◆ FRAGMENTO DEL DOCUMENTO
Sin embargo, la crisis socioeconómica e institucional que se vive en la actualidad no tiene precedentes. Con escándalos que van desde la malversación de recursos destinados a salud y educación, hasta hechos tan aberrantes como el caso de la comercialización de complementos alimenticios, destinados a niños de escasos recursos, que terminaron como insumo para el levante de cerdos, sólo por poner unos escasos ejemplos (de carácter estrictamente enunciativos). Pero la pregunta ahora es ¿a quién imputar esta debacle? Me temo que la problemática es tan mayúscula que toda una generación es partícipe. Esta es la Generación Paradójica, como la llamo; de ella hacen parte las personas nacidas en un periodo que abarca tres décadas, es decir desde 1950 a 1980, ésta generación fue en la que se produjo el primer éxodo educacional en el departamento, y la razón de llevar tan peculiar calificativo reside en que, aunque ellos encarnan la profesionalización del capital humano en el departamento, su rol ha sido sumamente perjudicial, pues ha contado con personajes tan nocivos que son comparables a los “CAPOS” de los que nos hablaba Frankl en sus relatos. Hay otros que no se les podría comparar con los “Capos”, pues no son “malos” en el sentido estricto de la palabra, pero fueron vencidos por la desidia y la indolencia.

◆ DATOS DE ORIGEN
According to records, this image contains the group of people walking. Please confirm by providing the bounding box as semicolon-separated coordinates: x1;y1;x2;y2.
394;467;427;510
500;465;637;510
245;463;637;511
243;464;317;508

* * *

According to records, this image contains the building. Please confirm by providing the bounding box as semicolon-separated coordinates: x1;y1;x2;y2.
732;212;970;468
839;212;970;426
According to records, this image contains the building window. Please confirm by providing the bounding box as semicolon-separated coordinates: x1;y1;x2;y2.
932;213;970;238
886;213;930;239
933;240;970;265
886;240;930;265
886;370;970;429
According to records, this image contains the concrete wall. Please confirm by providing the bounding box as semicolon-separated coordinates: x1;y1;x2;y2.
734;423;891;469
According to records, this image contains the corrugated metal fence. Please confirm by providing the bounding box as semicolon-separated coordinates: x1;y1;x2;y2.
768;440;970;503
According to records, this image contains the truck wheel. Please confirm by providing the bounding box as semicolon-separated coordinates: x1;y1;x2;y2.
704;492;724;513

---

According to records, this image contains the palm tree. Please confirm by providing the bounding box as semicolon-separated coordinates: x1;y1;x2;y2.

◆ TAREAS A REALIZAR
1) Por favor, responde estas preguntas sobre el fragmento de la Generación Paradójica:
(a) ¿En qué terminaron los complementos alimenticios destinados a niños de escasos recursos?
(b) ¿Entre qué años nacieron las personas que forman parte de la Generación Paradójica?
(c) ¿Con quiénes compara el autor a los personajes más nocivos de esa generación?
2) Prolonga el fragmento sobre la Generación Paradójica a partir de su última oración.

◆ RESPUESTAS
1)
(a) Terminaron como insumo para el levante de cerdos.
(b) Entre 1950 y 1980.
(c) Con los "CAPOS" de los que hablaba Frankl en sus relatos.

2)
Esta es la generación paradójica, fue la que nos dio ingenieros como nunca antes, pero alargó las distancias y nos dejó con una infraestructura paupérrima, o sin ella. La que nos obsequió más abogados, pero descompuso de tal manera la justicia que ésta fue convertida en un instrumento de desigualdad, pobreza e inseguridad. La que nos aportó más profesionales en salud, pero que convirtió los hospitales en morgues con apetito voraz. La que nos otorgó la Universidad, pero que convirtió a la educación en un símbolo de negocio, mediocridad, corrupción y tráfico de influencias. Y este, el más triste de todos los legados: dejó como herederos a una nueva generación aturdida y desorientada, la cual, ha tenido como mentores a la falta de oportunidades y el egoísmo; en términos socráticos es una generación que jamás ha tenido la oportunidad de ser esculpida y modelada. Esta última es la generación en riesgo de ser perdida; legataria del estigma de la corrupción y del descrédito de toda la nación, juzgada incluso antes de haber jugado su rol y presa fácil de los violentos.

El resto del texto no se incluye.